[Referring expression data]
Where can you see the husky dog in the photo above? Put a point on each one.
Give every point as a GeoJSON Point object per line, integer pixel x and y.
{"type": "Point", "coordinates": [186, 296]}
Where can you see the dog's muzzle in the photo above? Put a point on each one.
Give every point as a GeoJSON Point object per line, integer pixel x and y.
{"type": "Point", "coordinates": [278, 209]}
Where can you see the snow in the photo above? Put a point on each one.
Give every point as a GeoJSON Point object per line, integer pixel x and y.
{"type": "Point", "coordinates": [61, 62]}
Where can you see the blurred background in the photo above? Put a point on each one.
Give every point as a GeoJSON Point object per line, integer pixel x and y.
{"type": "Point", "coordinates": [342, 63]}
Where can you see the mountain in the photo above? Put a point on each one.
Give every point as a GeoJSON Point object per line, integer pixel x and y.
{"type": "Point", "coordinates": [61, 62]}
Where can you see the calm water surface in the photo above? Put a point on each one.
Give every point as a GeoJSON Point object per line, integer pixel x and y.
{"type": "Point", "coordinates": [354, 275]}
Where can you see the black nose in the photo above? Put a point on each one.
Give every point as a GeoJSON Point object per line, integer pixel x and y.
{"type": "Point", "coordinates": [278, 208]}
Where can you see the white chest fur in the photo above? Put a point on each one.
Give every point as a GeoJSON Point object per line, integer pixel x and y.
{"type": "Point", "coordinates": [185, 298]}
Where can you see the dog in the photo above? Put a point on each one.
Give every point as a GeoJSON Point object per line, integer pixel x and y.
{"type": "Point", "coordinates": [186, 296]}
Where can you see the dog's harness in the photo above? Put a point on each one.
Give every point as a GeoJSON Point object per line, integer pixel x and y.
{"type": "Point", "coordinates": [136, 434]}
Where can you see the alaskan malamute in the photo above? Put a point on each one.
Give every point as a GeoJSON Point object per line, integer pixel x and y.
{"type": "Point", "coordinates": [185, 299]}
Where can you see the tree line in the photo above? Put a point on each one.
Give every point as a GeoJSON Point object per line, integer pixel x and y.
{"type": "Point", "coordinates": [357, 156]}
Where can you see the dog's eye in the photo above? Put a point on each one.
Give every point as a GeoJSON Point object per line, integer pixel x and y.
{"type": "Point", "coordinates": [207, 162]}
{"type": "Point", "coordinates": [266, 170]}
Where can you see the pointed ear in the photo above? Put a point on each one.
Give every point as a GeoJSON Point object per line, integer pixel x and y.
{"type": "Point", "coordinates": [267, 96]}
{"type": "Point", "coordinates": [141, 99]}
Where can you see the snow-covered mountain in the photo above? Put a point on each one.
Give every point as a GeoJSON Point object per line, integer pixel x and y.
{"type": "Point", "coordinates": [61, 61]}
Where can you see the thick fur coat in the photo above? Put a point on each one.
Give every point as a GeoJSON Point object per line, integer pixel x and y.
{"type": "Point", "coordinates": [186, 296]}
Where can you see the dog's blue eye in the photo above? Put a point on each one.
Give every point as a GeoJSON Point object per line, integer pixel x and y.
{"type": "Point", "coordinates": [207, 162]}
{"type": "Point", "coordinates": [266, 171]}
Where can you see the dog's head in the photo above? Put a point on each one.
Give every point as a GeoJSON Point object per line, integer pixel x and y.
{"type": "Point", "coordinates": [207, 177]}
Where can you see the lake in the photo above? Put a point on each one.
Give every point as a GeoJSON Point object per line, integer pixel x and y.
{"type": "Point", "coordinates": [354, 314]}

[TASK DIRECTIONS] What's wanted is a faithful copy of each entry above.

[YOUR SOLUTION]
Where can you see the husky dog in the photo above? Put a point on each one.
Give every point as a GeoJSON Point object per line, integer pixel x and y.
{"type": "Point", "coordinates": [186, 296]}
Where can you see the dog's muzzle in the photo above? Put a point on each one.
Give every point as a GeoJSON Point object per line, integer pixel x and y.
{"type": "Point", "coordinates": [278, 209]}
Where can you see the snow in the photo above? Put a point on each one.
Give every point as a GeoJSON Point object per line, integer pixel x and y.
{"type": "Point", "coordinates": [61, 62]}
Where can you see the blurred background in the photo above? Put a point on each one.
Give every point as a GeoJSON Point object per line, integer pixel x and y.
{"type": "Point", "coordinates": [342, 63]}
Where can you see the mountain in the photo above? Put a point on each one.
Give every point as a GeoJSON Point object per line, integer pixel x and y.
{"type": "Point", "coordinates": [61, 62]}
Where can you see the calm water surface in the photo above? Put a point on each one.
Give every point as a GeoJSON Point object per line, integer pixel x and y.
{"type": "Point", "coordinates": [354, 275]}
Where can you see the black nose in the photo above? Put a point on each one.
Give every point as a GeoJSON Point object per line, integer pixel x and y.
{"type": "Point", "coordinates": [278, 208]}
Where can you see the white chest fur in the photo above? Put a point on each one.
Give every point as a GeoJSON Point object per line, integer pixel x and y.
{"type": "Point", "coordinates": [185, 298]}
Where can you see the dog in the photo above? Put a point on each one.
Give every point as a GeoJSON Point object per line, integer pixel x and y.
{"type": "Point", "coordinates": [186, 296]}
Where can you see the dog's harness in the photo above? Put a point on each one.
Give every point as a GeoJSON Point object per line, integer pixel x and y.
{"type": "Point", "coordinates": [136, 434]}
Where can you see the alaskan malamute in the photo above? Put a point on each one.
Give every point as a GeoJSON Point object per line, integer pixel x and y.
{"type": "Point", "coordinates": [185, 299]}
Where can you see the tree line in the photo above? Put a point on each one.
Give every point as a GeoJSON Point object per line, integer pixel x and y.
{"type": "Point", "coordinates": [357, 156]}
Where can you see the dog's eye in the photo above? Put a point on each one.
Give every point as a GeoJSON Point object per line, integer pixel x and y.
{"type": "Point", "coordinates": [207, 162]}
{"type": "Point", "coordinates": [266, 170]}
Where can you see the pointed ear in the photo above? Put a point on each one.
Give every point as a GeoJSON Point object per line, integer pixel x and y.
{"type": "Point", "coordinates": [267, 96]}
{"type": "Point", "coordinates": [141, 99]}
Where can you see the snow-covered mountain in the photo above? Put a point on each one.
Give every point as a GeoJSON Point object per line, integer pixel x and y.
{"type": "Point", "coordinates": [61, 61]}
Where can you see the thick fur coat in the photo above? Put a point on each one.
Give every point as a GeoJSON Point object per line, integer pixel x and y.
{"type": "Point", "coordinates": [186, 296]}
Where can you see the dog's blue eye in the photo above? Put a point on each one.
Give every point as a GeoJSON Point object per line, integer pixel x and y.
{"type": "Point", "coordinates": [207, 162]}
{"type": "Point", "coordinates": [266, 171]}
Where can you see the dog's head in the photo above? Put a point on each one.
Give every point as a GeoJSON Point object per line, integer pixel x and y.
{"type": "Point", "coordinates": [207, 177]}
Where can you see the lake in the photo above? Put a point on each one.
Give every point as a GeoJSON Point object per line, integer pixel x and y.
{"type": "Point", "coordinates": [354, 314]}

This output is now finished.